##### Record set #####
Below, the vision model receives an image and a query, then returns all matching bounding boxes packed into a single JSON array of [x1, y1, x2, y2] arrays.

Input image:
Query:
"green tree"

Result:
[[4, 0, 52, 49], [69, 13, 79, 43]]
#####
Problem to solve
Restate each record above exactly, leaving nothing out.

Output
Below, the vision model receives an image and a query, then returns all matching bounding boxes packed into a single JSON array of [x1, y1, x2, y2] arrays.

Input image:
Query:
"green tree"

Result:
[[4, 0, 52, 49], [69, 13, 79, 43]]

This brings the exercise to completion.